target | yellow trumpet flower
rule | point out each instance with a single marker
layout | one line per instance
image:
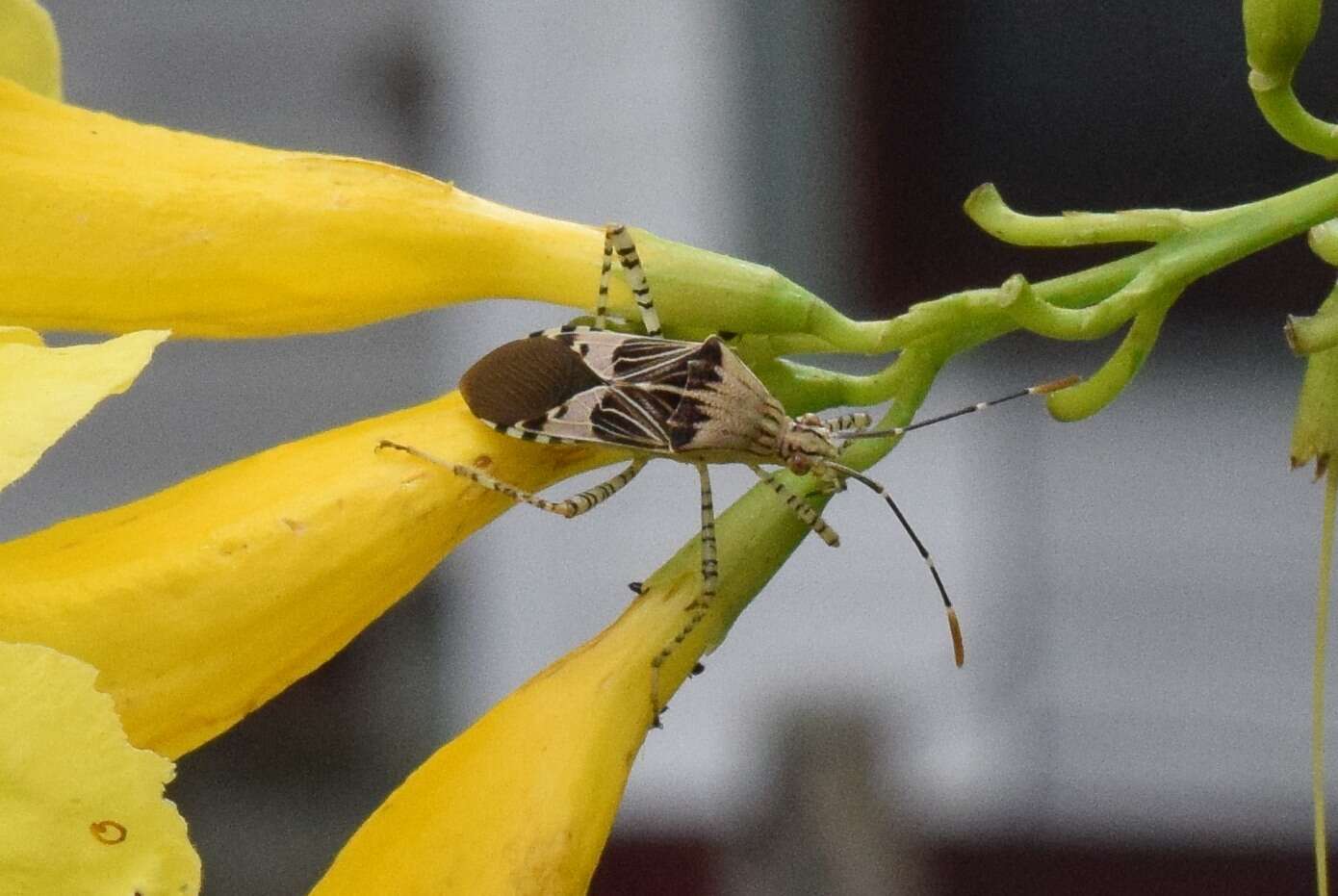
(201, 602)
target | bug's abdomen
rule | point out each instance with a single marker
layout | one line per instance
(524, 380)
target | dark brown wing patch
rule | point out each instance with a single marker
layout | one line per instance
(524, 380)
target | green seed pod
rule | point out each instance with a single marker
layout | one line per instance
(1276, 37)
(1324, 241)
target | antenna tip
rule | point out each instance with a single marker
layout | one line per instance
(1046, 388)
(956, 628)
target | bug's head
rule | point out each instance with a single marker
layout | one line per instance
(806, 443)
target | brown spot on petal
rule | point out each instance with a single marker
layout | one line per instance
(107, 831)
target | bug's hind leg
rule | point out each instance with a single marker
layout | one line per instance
(617, 240)
(800, 508)
(697, 608)
(569, 507)
(601, 308)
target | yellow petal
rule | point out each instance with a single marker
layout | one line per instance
(203, 601)
(44, 392)
(522, 802)
(116, 226)
(82, 812)
(30, 52)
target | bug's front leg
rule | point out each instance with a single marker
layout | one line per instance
(569, 507)
(848, 422)
(799, 508)
(699, 607)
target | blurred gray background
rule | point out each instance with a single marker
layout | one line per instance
(1136, 590)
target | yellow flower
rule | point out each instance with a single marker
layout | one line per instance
(201, 602)
(81, 809)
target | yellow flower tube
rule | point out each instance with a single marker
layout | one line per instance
(522, 803)
(112, 225)
(203, 601)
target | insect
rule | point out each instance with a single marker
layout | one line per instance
(696, 402)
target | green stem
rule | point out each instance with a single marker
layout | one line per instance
(1310, 335)
(1285, 113)
(987, 208)
(1317, 709)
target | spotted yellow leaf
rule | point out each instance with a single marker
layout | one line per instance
(82, 812)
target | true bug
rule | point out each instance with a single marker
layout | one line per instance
(696, 402)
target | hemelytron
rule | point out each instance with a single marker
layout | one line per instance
(696, 402)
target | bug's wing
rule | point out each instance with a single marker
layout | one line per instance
(623, 359)
(726, 409)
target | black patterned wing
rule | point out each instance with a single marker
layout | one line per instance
(621, 359)
(604, 414)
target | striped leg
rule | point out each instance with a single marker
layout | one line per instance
(605, 273)
(799, 507)
(569, 507)
(618, 239)
(697, 608)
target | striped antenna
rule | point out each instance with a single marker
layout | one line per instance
(1045, 388)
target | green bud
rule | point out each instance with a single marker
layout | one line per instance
(1314, 435)
(1276, 37)
(1324, 241)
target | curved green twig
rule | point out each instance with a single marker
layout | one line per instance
(1290, 119)
(987, 208)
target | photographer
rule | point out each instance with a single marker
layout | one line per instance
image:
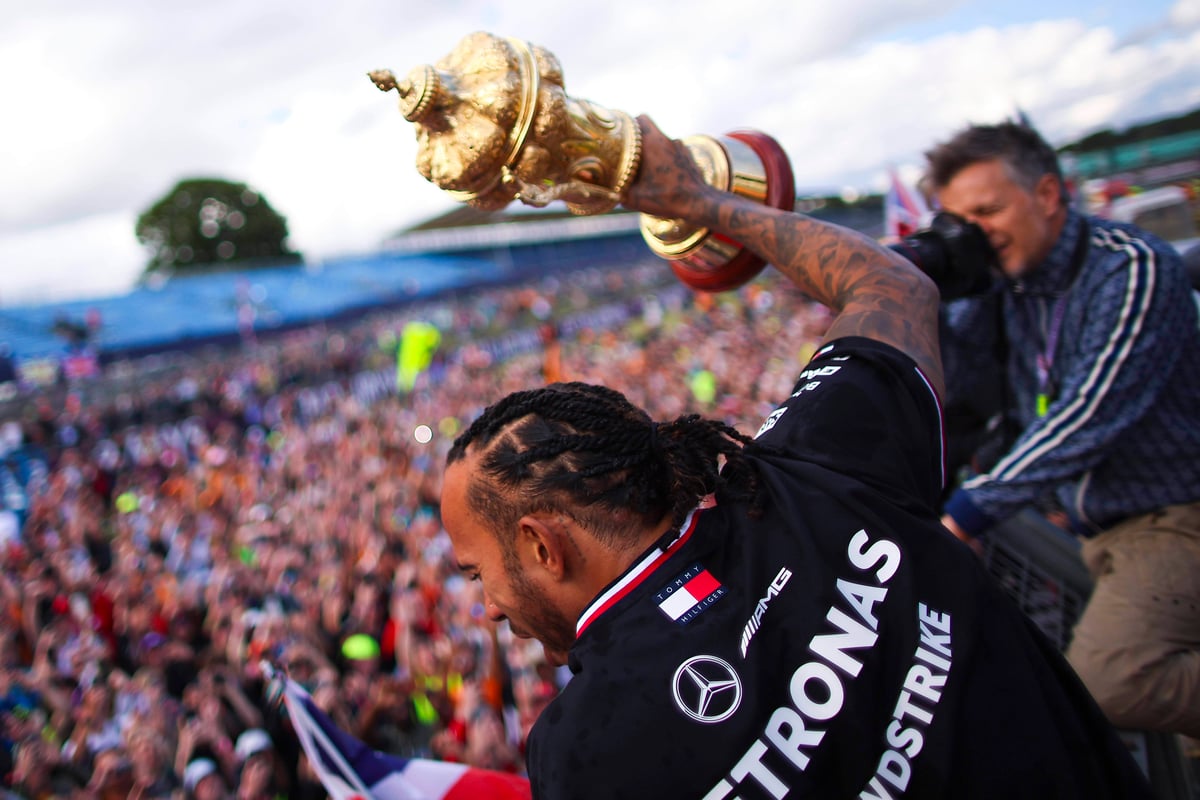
(779, 615)
(1097, 358)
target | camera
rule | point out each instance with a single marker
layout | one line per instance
(954, 253)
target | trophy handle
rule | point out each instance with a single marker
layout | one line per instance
(748, 163)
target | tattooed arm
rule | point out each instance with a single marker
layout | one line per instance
(874, 292)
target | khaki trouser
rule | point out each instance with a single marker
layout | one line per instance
(1138, 643)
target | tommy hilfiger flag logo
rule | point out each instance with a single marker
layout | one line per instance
(689, 594)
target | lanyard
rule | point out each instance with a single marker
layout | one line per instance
(1045, 358)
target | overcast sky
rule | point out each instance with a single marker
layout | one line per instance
(107, 106)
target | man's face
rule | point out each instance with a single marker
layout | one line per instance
(510, 590)
(1020, 224)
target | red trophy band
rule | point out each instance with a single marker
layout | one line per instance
(748, 163)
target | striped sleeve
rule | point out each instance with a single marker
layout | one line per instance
(1116, 360)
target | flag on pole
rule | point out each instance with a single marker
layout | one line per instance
(904, 210)
(349, 770)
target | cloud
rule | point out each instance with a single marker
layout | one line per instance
(117, 104)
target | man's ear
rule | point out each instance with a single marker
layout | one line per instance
(1048, 192)
(543, 543)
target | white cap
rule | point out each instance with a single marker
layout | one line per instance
(197, 771)
(252, 743)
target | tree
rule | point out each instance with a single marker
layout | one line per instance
(203, 221)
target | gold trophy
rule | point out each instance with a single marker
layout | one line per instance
(495, 125)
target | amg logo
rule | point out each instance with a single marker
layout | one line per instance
(755, 620)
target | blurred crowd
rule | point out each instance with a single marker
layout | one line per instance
(192, 523)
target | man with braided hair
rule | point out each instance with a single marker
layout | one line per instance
(777, 617)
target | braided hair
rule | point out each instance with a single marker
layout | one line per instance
(588, 452)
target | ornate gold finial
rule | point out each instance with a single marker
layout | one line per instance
(495, 124)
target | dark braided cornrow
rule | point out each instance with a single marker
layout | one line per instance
(587, 451)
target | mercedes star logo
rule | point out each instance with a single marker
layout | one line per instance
(707, 689)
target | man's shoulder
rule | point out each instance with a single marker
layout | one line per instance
(1127, 241)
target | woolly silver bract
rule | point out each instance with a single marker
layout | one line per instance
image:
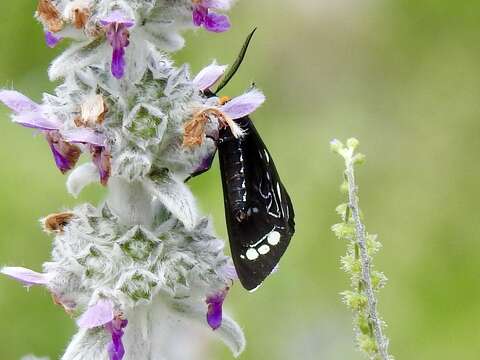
(145, 250)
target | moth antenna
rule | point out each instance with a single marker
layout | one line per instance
(238, 62)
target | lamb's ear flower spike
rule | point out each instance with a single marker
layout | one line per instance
(28, 114)
(116, 26)
(26, 276)
(144, 254)
(98, 148)
(65, 154)
(204, 16)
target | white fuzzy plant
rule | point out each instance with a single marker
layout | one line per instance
(138, 270)
(358, 262)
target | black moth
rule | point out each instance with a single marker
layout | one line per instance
(258, 210)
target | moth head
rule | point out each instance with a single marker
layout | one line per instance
(195, 129)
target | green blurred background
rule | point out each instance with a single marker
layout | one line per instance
(402, 76)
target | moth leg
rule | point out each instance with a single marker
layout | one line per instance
(206, 163)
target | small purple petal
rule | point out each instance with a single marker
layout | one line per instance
(215, 311)
(216, 4)
(208, 76)
(117, 25)
(216, 22)
(97, 315)
(51, 39)
(35, 121)
(84, 136)
(117, 17)
(26, 276)
(116, 350)
(118, 62)
(66, 155)
(101, 158)
(18, 102)
(199, 15)
(243, 105)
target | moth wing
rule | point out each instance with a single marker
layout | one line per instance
(259, 241)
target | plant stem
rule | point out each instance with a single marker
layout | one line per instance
(360, 235)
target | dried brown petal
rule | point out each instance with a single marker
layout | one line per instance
(80, 17)
(194, 130)
(93, 111)
(57, 222)
(49, 14)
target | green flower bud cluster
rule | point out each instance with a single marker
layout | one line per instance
(358, 261)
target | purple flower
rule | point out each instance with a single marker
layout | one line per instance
(102, 314)
(215, 311)
(117, 25)
(98, 148)
(28, 114)
(51, 39)
(243, 105)
(203, 16)
(209, 76)
(26, 276)
(116, 350)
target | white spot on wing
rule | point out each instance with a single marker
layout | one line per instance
(252, 254)
(274, 238)
(266, 155)
(264, 249)
(279, 192)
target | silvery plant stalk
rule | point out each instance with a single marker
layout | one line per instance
(358, 262)
(143, 271)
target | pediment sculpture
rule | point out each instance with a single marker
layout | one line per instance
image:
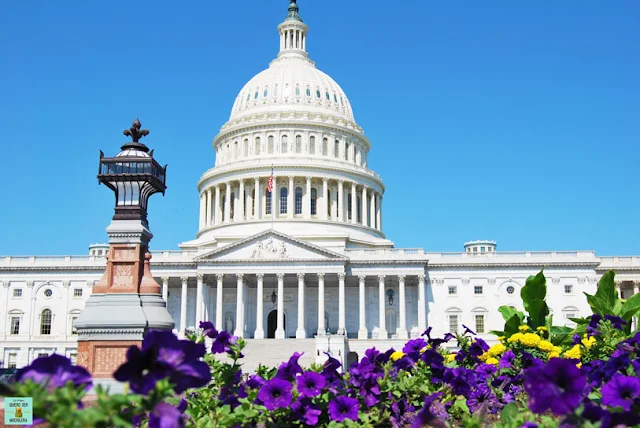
(270, 249)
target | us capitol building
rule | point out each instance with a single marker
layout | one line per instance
(291, 244)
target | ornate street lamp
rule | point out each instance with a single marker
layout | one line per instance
(133, 175)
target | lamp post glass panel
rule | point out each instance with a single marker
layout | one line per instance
(133, 175)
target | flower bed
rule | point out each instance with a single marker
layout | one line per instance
(536, 375)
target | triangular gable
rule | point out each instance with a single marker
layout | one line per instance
(272, 246)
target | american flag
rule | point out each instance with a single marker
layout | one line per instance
(270, 183)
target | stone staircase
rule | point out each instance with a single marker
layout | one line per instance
(272, 352)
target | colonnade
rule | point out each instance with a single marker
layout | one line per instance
(304, 197)
(301, 333)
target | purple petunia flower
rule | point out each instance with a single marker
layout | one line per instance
(310, 384)
(55, 371)
(558, 385)
(343, 407)
(290, 369)
(164, 415)
(621, 391)
(275, 394)
(506, 361)
(163, 356)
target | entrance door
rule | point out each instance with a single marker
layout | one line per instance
(272, 323)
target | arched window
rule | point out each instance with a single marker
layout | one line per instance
(312, 145)
(270, 144)
(256, 150)
(267, 205)
(283, 200)
(232, 205)
(314, 201)
(298, 144)
(45, 322)
(298, 200)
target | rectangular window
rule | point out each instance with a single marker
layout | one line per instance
(479, 324)
(15, 325)
(453, 324)
(12, 361)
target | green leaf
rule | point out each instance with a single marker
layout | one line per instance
(535, 288)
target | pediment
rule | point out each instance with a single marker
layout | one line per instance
(273, 247)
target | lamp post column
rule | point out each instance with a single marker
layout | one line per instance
(381, 309)
(300, 332)
(280, 333)
(259, 333)
(402, 331)
(362, 331)
(321, 327)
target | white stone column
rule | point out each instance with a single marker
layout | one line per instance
(259, 333)
(219, 291)
(291, 201)
(372, 209)
(402, 331)
(203, 207)
(241, 200)
(209, 210)
(200, 279)
(227, 203)
(340, 200)
(354, 204)
(218, 207)
(280, 333)
(239, 306)
(341, 305)
(183, 305)
(381, 309)
(257, 214)
(165, 289)
(300, 332)
(322, 330)
(324, 207)
(363, 206)
(422, 303)
(362, 331)
(307, 200)
(378, 212)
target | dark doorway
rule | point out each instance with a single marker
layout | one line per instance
(272, 323)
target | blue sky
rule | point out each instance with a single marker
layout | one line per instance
(513, 121)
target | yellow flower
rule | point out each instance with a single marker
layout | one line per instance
(589, 342)
(515, 337)
(496, 350)
(530, 339)
(397, 355)
(545, 346)
(573, 353)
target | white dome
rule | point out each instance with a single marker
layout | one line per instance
(292, 84)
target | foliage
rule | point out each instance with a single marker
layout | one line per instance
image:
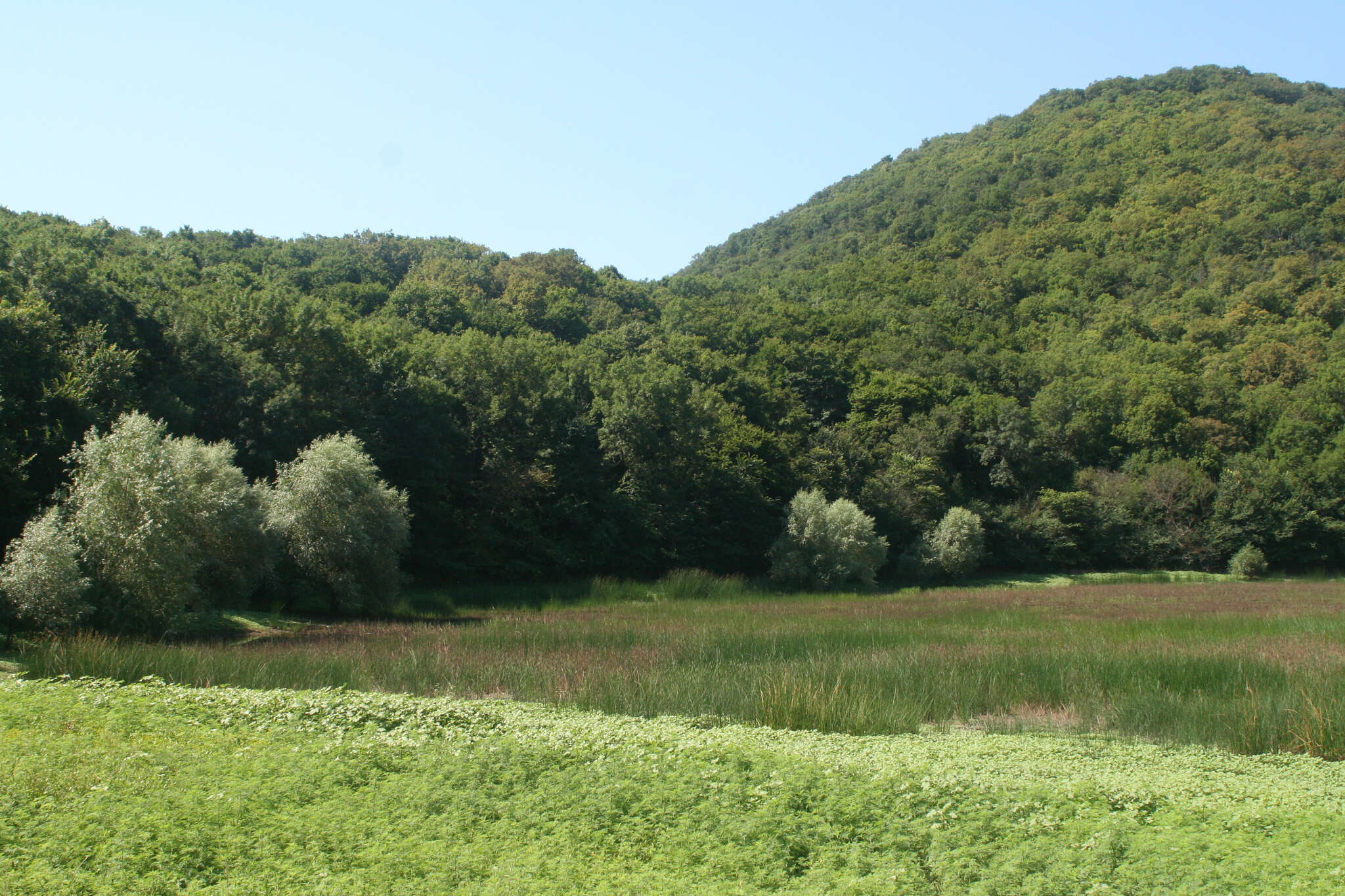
(957, 544)
(341, 526)
(42, 578)
(1110, 323)
(165, 524)
(151, 789)
(826, 544)
(1248, 563)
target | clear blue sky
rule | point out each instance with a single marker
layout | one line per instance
(635, 133)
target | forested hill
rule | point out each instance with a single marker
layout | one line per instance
(1129, 293)
(1107, 326)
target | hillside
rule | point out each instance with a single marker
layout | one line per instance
(1109, 326)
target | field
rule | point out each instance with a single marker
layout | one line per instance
(158, 789)
(1247, 667)
(1078, 739)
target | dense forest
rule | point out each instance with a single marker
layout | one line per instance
(1109, 326)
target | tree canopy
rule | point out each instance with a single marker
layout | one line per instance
(1109, 327)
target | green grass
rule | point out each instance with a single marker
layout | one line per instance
(1248, 667)
(155, 790)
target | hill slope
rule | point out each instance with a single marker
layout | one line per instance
(1145, 274)
(1110, 326)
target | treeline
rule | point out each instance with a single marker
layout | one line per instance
(1107, 327)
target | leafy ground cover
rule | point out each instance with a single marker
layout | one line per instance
(163, 789)
(1248, 667)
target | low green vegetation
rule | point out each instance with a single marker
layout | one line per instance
(156, 789)
(1248, 667)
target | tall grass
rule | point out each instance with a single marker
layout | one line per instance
(1251, 667)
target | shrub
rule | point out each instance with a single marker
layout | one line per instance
(953, 548)
(42, 578)
(826, 545)
(342, 527)
(167, 526)
(1248, 563)
(957, 544)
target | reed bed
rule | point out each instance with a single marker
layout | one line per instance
(1250, 667)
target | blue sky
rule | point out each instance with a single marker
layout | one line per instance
(634, 133)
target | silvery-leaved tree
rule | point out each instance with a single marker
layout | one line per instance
(42, 586)
(342, 527)
(165, 526)
(826, 544)
(957, 544)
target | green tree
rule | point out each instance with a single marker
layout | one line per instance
(41, 576)
(957, 544)
(167, 526)
(342, 527)
(826, 544)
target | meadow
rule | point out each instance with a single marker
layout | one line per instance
(1247, 667)
(162, 789)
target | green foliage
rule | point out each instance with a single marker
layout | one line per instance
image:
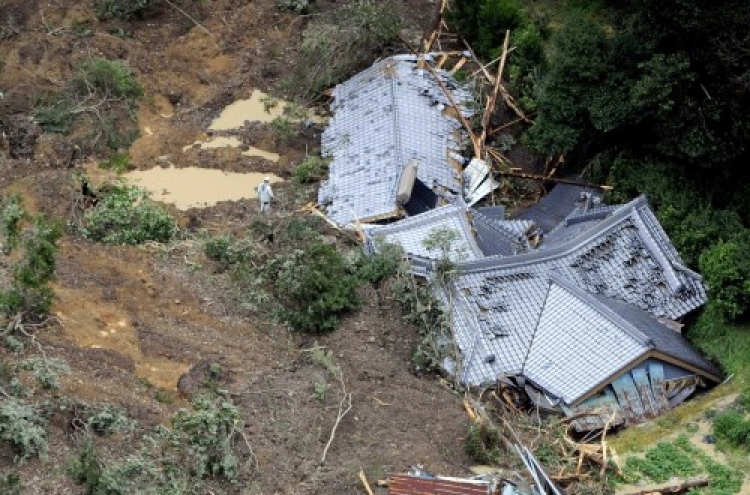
(112, 78)
(482, 443)
(119, 163)
(55, 114)
(121, 9)
(682, 459)
(126, 215)
(422, 309)
(10, 484)
(315, 288)
(11, 215)
(298, 6)
(312, 169)
(382, 265)
(726, 269)
(46, 370)
(733, 427)
(23, 427)
(85, 468)
(30, 292)
(108, 419)
(341, 42)
(201, 439)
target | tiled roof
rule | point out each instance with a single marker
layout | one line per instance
(577, 344)
(410, 233)
(626, 256)
(497, 301)
(383, 118)
(556, 205)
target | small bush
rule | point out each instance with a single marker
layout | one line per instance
(118, 163)
(55, 114)
(315, 288)
(312, 169)
(341, 42)
(298, 6)
(126, 215)
(46, 371)
(382, 265)
(85, 468)
(121, 9)
(482, 443)
(30, 292)
(110, 77)
(23, 428)
(726, 269)
(10, 484)
(11, 215)
(107, 420)
(733, 427)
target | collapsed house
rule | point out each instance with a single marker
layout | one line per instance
(573, 301)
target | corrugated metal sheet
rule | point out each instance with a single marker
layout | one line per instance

# What you have to do
Using the listing above, show each line holding the string "green".

# Solution for this problem
target | green seed pod
target | green stem
target | green bud
target | curved green twig
target | green blurred background
target | green flower bud cluster
target | green leaf
target | green grass
target | low green vegetation
target | green tree
target | green foliage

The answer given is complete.